The Rogue Voice

A LITERARY JOURNAL WITH AN EDGE

August 01, 2006

Washing windows across America: Leaving Las Vegas (episode 11)

An unrequited love affair with a New Mexican outpost
By Ben Leroux


My waitress, a mountainous mix of Navajo, Mexican, and frontier woman, looms over me with fat biceps and hostile pad with pen.
“I’ll take the sopapilla,” I tell her, and slide the menu to the edge of the table.
I recognize the sopapilla from a list of food items that one should consume while in New Mexico. Though I’d never found out exactly what a sopapilla was, I am not concerned. My impeccable pronunciation (soap-uh-pee-yuh) ought to put the dinner crowd in Charlotte’s Café at ease. They’d turned funeral-silent when I’d walked in wearing shorts and sandals and headed for the men’s room. Now that I’ve taken a table in jeans and sneakers, and set my atlas and clothes beside me, they have fallen into an advanced state of pulmonary arrest.
I open my atlas and try to locate where I am. But my waitress’s big shadow is still over me. And the locals in Charlotte’s, I notice, have stopped chewing. The Cobb Salads of a venerable retired couple have paused. The children of the hardware store owner have turned in their booth to gape at me. The town football hero and his girlfriend, who have been twirling French fries in a pool of ketchup, now dab them up and down in one spot. From a cook’s hole in the kitchen, a second mountainous woman watches me.

**Stored records**:

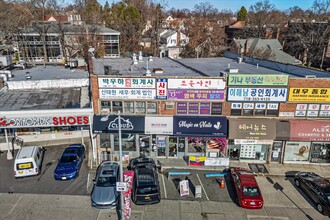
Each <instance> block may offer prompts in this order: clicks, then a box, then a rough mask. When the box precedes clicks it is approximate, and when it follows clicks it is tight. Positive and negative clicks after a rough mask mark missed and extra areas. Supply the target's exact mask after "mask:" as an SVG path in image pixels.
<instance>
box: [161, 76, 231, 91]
mask: <svg viewBox="0 0 330 220" xmlns="http://www.w3.org/2000/svg"><path fill="white" fill-rule="evenodd" d="M167 88H168V89H211V90H212V89H213V90H219V89H225V88H226V82H225V80H224V79H188V78H187V79H168V87H167Z"/></svg>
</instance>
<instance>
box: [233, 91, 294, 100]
mask: <svg viewBox="0 0 330 220" xmlns="http://www.w3.org/2000/svg"><path fill="white" fill-rule="evenodd" d="M287 91H288V89H287V88H259V87H258V88H248V87H244V88H241V87H240V88H239V87H230V88H228V93H227V100H228V101H230V102H231V101H233V102H237V101H251V102H285V101H286V100H287Z"/></svg>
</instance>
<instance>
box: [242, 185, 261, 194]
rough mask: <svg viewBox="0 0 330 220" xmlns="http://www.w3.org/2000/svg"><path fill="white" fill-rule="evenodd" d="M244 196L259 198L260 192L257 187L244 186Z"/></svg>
mask: <svg viewBox="0 0 330 220" xmlns="http://www.w3.org/2000/svg"><path fill="white" fill-rule="evenodd" d="M243 194H244V195H245V196H259V195H260V192H259V189H258V188H257V187H249V186H243Z"/></svg>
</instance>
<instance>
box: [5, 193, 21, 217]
mask: <svg viewBox="0 0 330 220" xmlns="http://www.w3.org/2000/svg"><path fill="white" fill-rule="evenodd" d="M22 198H23V196H21V197H19V199H18V200H17V202H16V203H15V205H14V206H13V208H11V210H10V211H9V213H8V215H10V213H11V212H12V211H13V210H14V209H15V207H16V206H17V205H18V203H19V202H20V201H21V200H22Z"/></svg>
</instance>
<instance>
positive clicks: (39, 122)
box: [0, 115, 89, 128]
mask: <svg viewBox="0 0 330 220" xmlns="http://www.w3.org/2000/svg"><path fill="white" fill-rule="evenodd" d="M72 125H89V116H87V115H81V116H55V117H27V118H0V128H19V127H48V126H50V127H52V126H72Z"/></svg>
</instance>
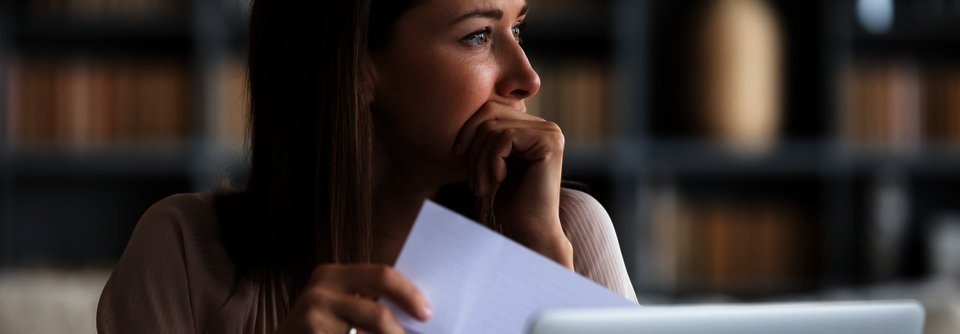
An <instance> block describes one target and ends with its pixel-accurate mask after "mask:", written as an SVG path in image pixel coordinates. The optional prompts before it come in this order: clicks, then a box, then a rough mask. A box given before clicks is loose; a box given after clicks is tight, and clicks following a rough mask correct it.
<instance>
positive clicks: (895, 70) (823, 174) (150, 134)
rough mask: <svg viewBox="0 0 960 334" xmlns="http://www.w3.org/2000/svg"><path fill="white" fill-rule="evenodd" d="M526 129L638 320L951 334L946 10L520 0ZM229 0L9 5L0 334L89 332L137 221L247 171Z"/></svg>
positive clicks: (959, 113) (948, 60) (4, 144)
mask: <svg viewBox="0 0 960 334" xmlns="http://www.w3.org/2000/svg"><path fill="white" fill-rule="evenodd" d="M528 1H529V6H530V8H531V10H530V14H529V17H528V22H529V25H528V28H527V30H526V31H525V32H524V33H523V46H524V49H525V50H526V51H527V54H528V56H529V58H530V60H531V63H532V64H533V66H534V68H535V69H536V70H537V71H538V73H539V74H540V77H541V80H542V87H541V90H540V92H539V93H538V94H537V95H536V96H534V97H533V98H531V99H530V100H529V101H528V108H529V111H530V113H533V114H538V115H540V116H542V117H545V118H547V119H550V120H554V121H556V122H557V123H558V124H559V125H560V126H561V128H563V129H564V134H565V136H566V138H567V148H566V152H565V153H566V154H565V158H564V159H565V160H564V174H565V175H564V177H565V178H566V179H568V180H573V181H580V182H583V183H585V184H587V185H588V186H589V190H590V192H591V193H592V194H593V195H594V196H595V197H596V198H597V199H598V200H599V201H600V202H601V203H602V204H603V205H604V206H605V207H606V208H607V210H608V211H609V212H610V214H611V216H612V217H613V220H614V223H615V225H616V228H617V233H618V236H619V238H620V244H621V249H622V251H623V254H624V258H625V260H626V264H627V268H628V270H629V271H630V274H631V277H632V279H633V283H634V285H635V287H636V289H637V292H638V294H639V297H640V299H641V301H642V303H644V304H650V305H652V304H676V303H683V304H690V303H718V302H719V303H725V302H763V301H801V300H803V301H816V300H862V299H890V298H913V299H918V300H920V301H921V302H922V303H923V304H924V305H925V307H926V308H927V315H928V319H927V329H926V332H927V333H956V332H958V331H960V284H958V283H960V0H832V1H831V0H818V1H790V0H683V1H681V0H634V1H629V0H595V1H589V0H528ZM248 8H249V2H248V1H244V0H239V1H238V0H0V333H26V332H30V333H52V332H78V333H79V332H85V333H93V332H95V326H94V321H95V318H94V316H95V309H96V304H97V298H98V297H99V293H100V289H102V287H103V284H104V282H105V281H106V278H107V277H108V276H109V273H110V270H111V269H112V266H113V265H114V264H115V263H116V261H117V260H118V259H119V256H120V254H121V253H122V252H123V249H124V247H125V245H126V242H127V239H128V238H129V236H130V234H131V232H132V230H133V228H134V226H135V225H136V222H137V220H138V219H139V217H140V215H141V214H142V213H143V212H144V211H145V210H146V209H147V208H148V207H149V206H150V205H151V204H153V203H154V202H156V201H158V200H160V199H162V198H164V197H166V196H168V195H171V194H175V193H183V192H209V191H210V190H211V187H212V184H213V181H214V180H215V179H216V178H217V177H218V176H219V175H227V176H229V177H230V178H233V179H240V178H242V175H243V173H244V170H245V163H244V161H243V156H242V148H243V137H242V134H243V126H244V118H243V117H244V116H243V111H244V109H245V108H246V106H247V104H246V100H245V92H244V91H243V85H244V77H243V72H242V68H243V52H244V48H245V47H246V29H247V28H246V22H245V20H246V15H247V10H248Z"/></svg>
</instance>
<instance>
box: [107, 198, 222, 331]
mask: <svg viewBox="0 0 960 334" xmlns="http://www.w3.org/2000/svg"><path fill="white" fill-rule="evenodd" d="M217 231H218V223H217V219H216V214H215V211H214V208H213V197H212V196H211V195H208V194H180V195H173V196H170V197H167V198H164V199H162V200H160V201H159V202H157V203H155V204H154V205H152V206H151V207H150V208H149V209H147V211H146V212H145V213H144V214H143V216H142V217H141V218H140V221H139V222H138V223H137V226H136V228H134V231H133V234H132V235H131V236H130V241H129V242H128V243H127V247H126V249H125V250H124V252H123V255H122V256H121V257H120V261H119V262H118V263H117V266H116V268H115V269H114V272H113V274H112V275H111V277H110V279H109V280H108V281H107V284H106V286H105V287H104V289H103V292H102V293H101V297H100V303H99V306H98V309H97V327H98V329H99V330H98V331H99V332H100V333H111V332H144V331H145V332H153V331H157V332H170V333H173V332H199V331H200V330H201V329H202V326H203V325H204V320H203V319H205V318H206V317H207V316H208V313H209V312H211V311H212V310H210V308H211V307H213V305H219V304H222V303H223V301H224V300H225V299H226V297H227V296H228V293H229V291H230V289H231V286H230V283H229V282H230V279H229V277H230V276H231V275H232V263H231V262H230V261H229V257H227V256H226V253H225V251H224V250H223V247H222V246H221V244H220V242H219V237H218V232H217Z"/></svg>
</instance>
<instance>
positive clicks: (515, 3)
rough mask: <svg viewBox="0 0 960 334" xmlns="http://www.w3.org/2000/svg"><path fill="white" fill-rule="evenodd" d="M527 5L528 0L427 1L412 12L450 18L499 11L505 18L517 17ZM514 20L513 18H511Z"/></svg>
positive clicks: (474, 0)
mask: <svg viewBox="0 0 960 334" xmlns="http://www.w3.org/2000/svg"><path fill="white" fill-rule="evenodd" d="M526 5H527V2H526V0H425V1H423V3H422V4H421V5H419V6H417V7H415V8H413V9H412V10H411V11H419V12H421V13H423V14H428V15H437V16H449V15H460V14H466V13H469V12H473V11H476V10H486V9H499V10H502V11H503V12H504V14H506V15H505V16H507V17H509V16H515V15H516V12H517V11H519V10H520V9H521V8H523V7H524V6H526ZM511 19H512V17H511Z"/></svg>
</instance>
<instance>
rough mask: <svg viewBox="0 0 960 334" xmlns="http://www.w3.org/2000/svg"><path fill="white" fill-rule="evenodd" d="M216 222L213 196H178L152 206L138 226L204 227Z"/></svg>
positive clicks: (195, 195)
mask: <svg viewBox="0 0 960 334" xmlns="http://www.w3.org/2000/svg"><path fill="white" fill-rule="evenodd" d="M215 220H216V214H215V213H214V208H213V195H210V194H177V195H172V196H169V197H167V198H164V199H162V200H160V201H159V202H157V203H154V204H153V205H152V206H150V208H149V209H147V212H145V213H144V214H143V217H141V218H140V223H138V224H137V225H138V227H139V226H140V225H143V224H146V225H156V224H160V225H166V224H177V225H198V224H199V225H202V224H204V223H210V222H211V221H213V222H215Z"/></svg>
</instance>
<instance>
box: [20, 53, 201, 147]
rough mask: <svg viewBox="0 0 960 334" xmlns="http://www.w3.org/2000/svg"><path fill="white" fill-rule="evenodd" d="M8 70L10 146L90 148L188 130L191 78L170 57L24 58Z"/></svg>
mask: <svg viewBox="0 0 960 334" xmlns="http://www.w3.org/2000/svg"><path fill="white" fill-rule="evenodd" d="M13 68H14V69H13V70H12V71H11V73H12V74H11V76H10V77H9V78H8V80H10V81H11V82H10V84H9V85H8V86H9V87H17V89H15V90H12V91H11V95H12V96H11V98H10V99H9V102H8V108H7V110H8V115H9V116H10V117H9V119H10V120H11V123H10V131H9V133H10V136H11V138H10V141H11V143H14V145H26V146H29V145H34V144H51V143H52V144H56V145H61V146H70V147H74V148H80V149H85V148H90V147H93V146H98V145H102V144H107V143H110V142H117V141H124V140H141V139H146V140H155V139H160V140H167V139H182V138H184V137H185V136H187V135H188V134H189V133H190V132H191V126H192V118H193V111H192V108H191V106H192V101H193V98H192V92H193V88H192V86H193V85H192V81H191V80H190V75H189V70H188V69H187V66H186V64H185V63H183V62H180V61H176V60H114V59H97V58H85V57H76V58H68V59H26V60H22V61H19V62H15V63H14V66H13Z"/></svg>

**EXERCISE INSTRUCTIONS**:
**a.** Print the part of the New Mexico travel essay that runs from "An unrequited love" through "of pulmonary arrest.", word for word.
**b.** Condense the paragraph of the New Mexico travel essay that begins "I open my atlas" into a shorter version that keeps its main facts.
The stored records were taken from a different source than the New Mexico travel essay.

**SET OF ANSWERS**:
**a.**
An unrequited love affair with a New Mexican outpost
By Ben Leroux


My waitress, a mountainous mix of Navajo, Mexican, and frontier woman, looms over me with fat biceps and hostile pad with pen.
“I’ll take the sopapilla,” I tell her, and slide the menu to the edge of the table.
I recognize the sopapilla from a list of food items that one should consume while in New Mexico. Though I’d never found out exactly what a sopapilla was, I am not concerned. My impeccable pronunciation (soap-uh-pee-yuh) ought to put the dinner crowd in Charlotte’s Café at ease. They’d turned funeral-silent when I’d walked in wearing shorts and sandals and headed for the men’s room. Now that I’ve taken a table in jeans and sneakers, and set my atlas and clothes beside me, they have fallen into an advanced state of pulmonary arrest.

**b.** The narrator opens an atlas to find their location while the waitress still looms overhead. The diners in Charlotte's stop eating and stare. A retired couple's Cobb Salads pause, the hardware store owner's children turn around in their booth, and the town football hero and his girlfriend keep dabbing their fries in one spot. A second large woman watches from a cook's hole in the kitchen.